Exercices >>
• A. Recopiez fidèlement le passage du récit sur l'expulsion vers le Chili, depuis « L'homme, qui a » jusqu'à « perdu son dossier. » inclus.
• B. Poursuivez le récit sur l'expulsion vers le Chili à la suite de sa dernière phrase.
#### Texte de la page ####
Son envie de rester était un peu une "folie de jeunesse". Il voulait juste continuer de voyager et de jouer de la musique en Europe, et n'avait pas trop réfléchi aux conséquences légales. Il a été retenu par la police française, alors qu'il passait la frontière espagnole en bus. Son visa avait expiré depuis alors neuf mois.

L'homme, qui a souhaité conserver l'anonymat, a raconté son expérience à Euronews, insistant sur le fait qu'il n'est pas un "immigrant économique" ; sa famille pouvait parfaitement lui payer le voyage retour. L'interview a été menée alors qu'il attendait son expulsion vers le Chili. La procédure d'expulsion a pris un total de quatre mois, dont des retards dûs au fait que la police avait perdu son dossier.
#### Données affichées ####
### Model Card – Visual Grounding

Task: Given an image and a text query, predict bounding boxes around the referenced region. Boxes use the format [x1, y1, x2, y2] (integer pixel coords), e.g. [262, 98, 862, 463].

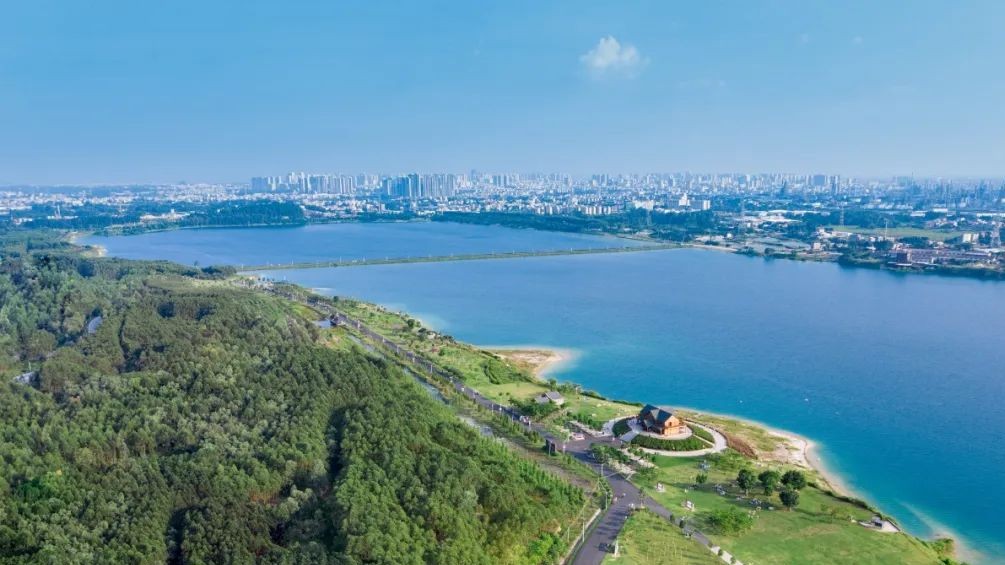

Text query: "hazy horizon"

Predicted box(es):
[0, 0, 1005, 180]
####
Réponses finales >>
• A.
L'homme, qui a souhaité conserver l'anonymat, a raconté son expérience à Euronews, insistant sur le fait qu'il n'est pas un "immigrant économique" ; sa famille pouvait parfaitement lui payer le voyage retour. L'interview a été menée alors qu'il attendait son expulsion vers le Chili. La procédure d'expulsion a pris un total de quatre mois, dont des retards dûs au fait que la police avait perdu son dossier.

• B.
Voici des extrais de son interview :

"J'avais décidé d'aller en Espagne car j'y avais un ami, musicien lui aussi. Je voulais quitter Lyon car vivre en France en tant que sans-papier est difficile. J'ai pris un bus en pensant que ce serait plus sûr mais j'avais tort. J'aurais dû co-voiturer.

Lorsque la douane française a arrêté le bus près de la frontière espagnole, j'ai su que j'allais avoir des problèmes, même si, j'avais un peu d'espoir, vu que je quittais la France au lieu d'y arriver. 

J'ai l'impression que la police m'a trompé dès le début. Ils m'ont dit : 'Ne vous inquiétez pas, c'est juste un problème administratif. Ça va prendre quelques heures et vous pourrez partir.' Ils me parlaient en espagnol avec un fort accent français. Je pensais qu'ils allaient me donner un sauf-conduit pour l'expulsion, pas qu'il allait me mettre dans un centre de rétention, ce qui revient à être mis aux arrêts.

L'amie qui voyageait avec moi a demandé à rester avec moi mais ils l'ont forcée à remonter dans le bus.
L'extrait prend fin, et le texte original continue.